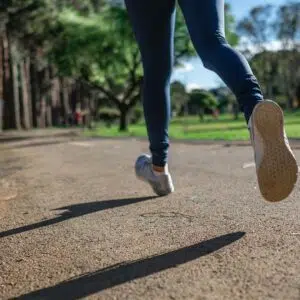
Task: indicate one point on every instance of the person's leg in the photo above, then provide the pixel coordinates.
(276, 166)
(205, 21)
(153, 24)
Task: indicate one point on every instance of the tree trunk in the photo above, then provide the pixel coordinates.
(25, 96)
(55, 103)
(9, 119)
(1, 84)
(16, 95)
(35, 91)
(64, 100)
(123, 120)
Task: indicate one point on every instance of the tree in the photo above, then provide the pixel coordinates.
(200, 101)
(104, 54)
(288, 32)
(258, 27)
(179, 97)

+++++

Exercise objective: Nothing but the lines from the one holding "Task: indicate one point on every instance of the tree in" to the end of the entries should be output, each exactly as it appears.

Reply to the task:
Task: indicate one point on every instance of the tree in the photo above, then provide the pixel coordinates.
(200, 101)
(104, 54)
(288, 32)
(258, 27)
(179, 97)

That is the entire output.